> [Work instructions]: List each line that contains the word "treadmill".

++++++++++

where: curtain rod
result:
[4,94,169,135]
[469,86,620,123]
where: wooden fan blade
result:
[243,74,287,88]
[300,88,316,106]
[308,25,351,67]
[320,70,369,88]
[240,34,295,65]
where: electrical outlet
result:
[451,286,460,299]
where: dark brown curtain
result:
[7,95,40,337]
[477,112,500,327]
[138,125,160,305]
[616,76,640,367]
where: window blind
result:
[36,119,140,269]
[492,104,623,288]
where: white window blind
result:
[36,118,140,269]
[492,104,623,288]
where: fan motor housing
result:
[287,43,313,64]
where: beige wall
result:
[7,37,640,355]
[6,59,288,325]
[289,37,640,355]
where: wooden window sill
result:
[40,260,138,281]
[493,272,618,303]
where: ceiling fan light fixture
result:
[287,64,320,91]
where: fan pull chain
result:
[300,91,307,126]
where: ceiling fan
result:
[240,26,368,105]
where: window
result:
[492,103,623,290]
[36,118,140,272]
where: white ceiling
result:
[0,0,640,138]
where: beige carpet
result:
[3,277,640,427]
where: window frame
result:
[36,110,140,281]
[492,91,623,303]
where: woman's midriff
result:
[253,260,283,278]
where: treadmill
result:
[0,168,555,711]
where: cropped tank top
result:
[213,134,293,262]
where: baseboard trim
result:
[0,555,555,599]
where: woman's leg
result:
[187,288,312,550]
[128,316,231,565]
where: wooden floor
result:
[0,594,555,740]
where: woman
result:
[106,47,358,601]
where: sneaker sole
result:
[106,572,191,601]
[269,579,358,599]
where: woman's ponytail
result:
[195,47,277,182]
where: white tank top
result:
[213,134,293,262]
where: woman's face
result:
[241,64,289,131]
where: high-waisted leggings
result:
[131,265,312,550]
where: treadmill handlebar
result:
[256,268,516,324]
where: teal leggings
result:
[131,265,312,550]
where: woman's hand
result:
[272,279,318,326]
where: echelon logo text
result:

++++++++++

> [Expected answer]:
where: treadmill
where: treadmill handlebar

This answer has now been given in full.